===== Extrait retenu

# Applications en lien avec ICloud ne s'ouvre pas



## Une Étoile en Or (18 Septembre 2016)

Bonjour, j'ai récemment reçu un nouvel IPad, l'IPad Pro, seulement, lorsque j'essaie d'ouvrir l'application pages et IMovie, elles s'ouvrent puis se referment immédiatement. Je me suis dit que ça avait peut être un lien avec ICloud, car ces deux applications que j'avais sur mon ancien IPad fonctionnaient, et j'avais des données dedans sauvegardées avec ICloud. Je ne comprends peut être pas le système d'ICloud, ou alors ICloud n'a aucun rapport avec le problème de ces applications. Je suis à l'écoute de tout conseils !


----------



## Joe_McFray (6 Octobre 2016)

Après un redémarrage de l'ipad, il se passe quoi ?

==========
===== Entrées fournies

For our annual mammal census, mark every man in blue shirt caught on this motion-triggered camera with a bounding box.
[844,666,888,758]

==========
===== Entrées fournies

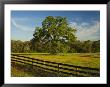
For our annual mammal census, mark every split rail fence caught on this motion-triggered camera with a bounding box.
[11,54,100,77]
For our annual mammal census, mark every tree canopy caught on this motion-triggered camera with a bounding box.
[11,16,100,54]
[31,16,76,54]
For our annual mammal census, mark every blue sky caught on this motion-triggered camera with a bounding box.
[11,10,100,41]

==========

Objectifs:
A - Relevez chaque ligne des entrées où figure le mot « mammal ». La casse compte.
B - Écrivez la suite de la discussion sur les applications de l'iPad qui se referment dès leur ouverture, à partir de son dernier message.

Réponses:
A -
For our annual mammal census, mark every man in blue shirt caught on this motion-triggered camera with a bounding box.
For our annual mammal census, mark every split rail fence caught on this motion-triggered camera with a bounding box.
For our annual mammal census, mark every tree canopy caught on this motion-triggered camera with a bounding box.
For our annual mammal census, mark every blue sky caught on this motion-triggered camera with a bounding box.

B -
Sur les nouveaux appareils, les apps apple comme celles d'iwork sont pré-installées seulement, il faut les télécharger entièrement sur l'app store pour qu'elles fonctionnent.


----------



## Une Étoile en Or (6 Octobre 2016)

J'ai déjà essayé de redémarrer l'IPad, mais le problème est resté. Je pense que je vais les acheter sur Apple Store du coup


----------



## lineakd (7 Octobre 2016)

@Une Étoile en Or, soit la bienvenue!
Teste ceci:


> Efface les applications en mémoire sur l'ipad (celles qui apparaissent quand on réalise un double appui sur le bouton home de l'iPad) et fini par un "reset" de ton iPad (appuie simultanément pendant 10 secondes au moins sur le bouton Marche/Veille et sur le bouton Origine (home), jusqu’à ce que le logo Apple apparaisse.


----------



## Une Étoile en Or (7 Octobre 2016)

Bonjour @lineakd, j'ai fait ce que tu m'as conseillé, j'ai fait un reset après avoir effecé les applications en mémoire, mais le problème est resté, merci quand même


----------



## lineakd (7 Octobre 2016)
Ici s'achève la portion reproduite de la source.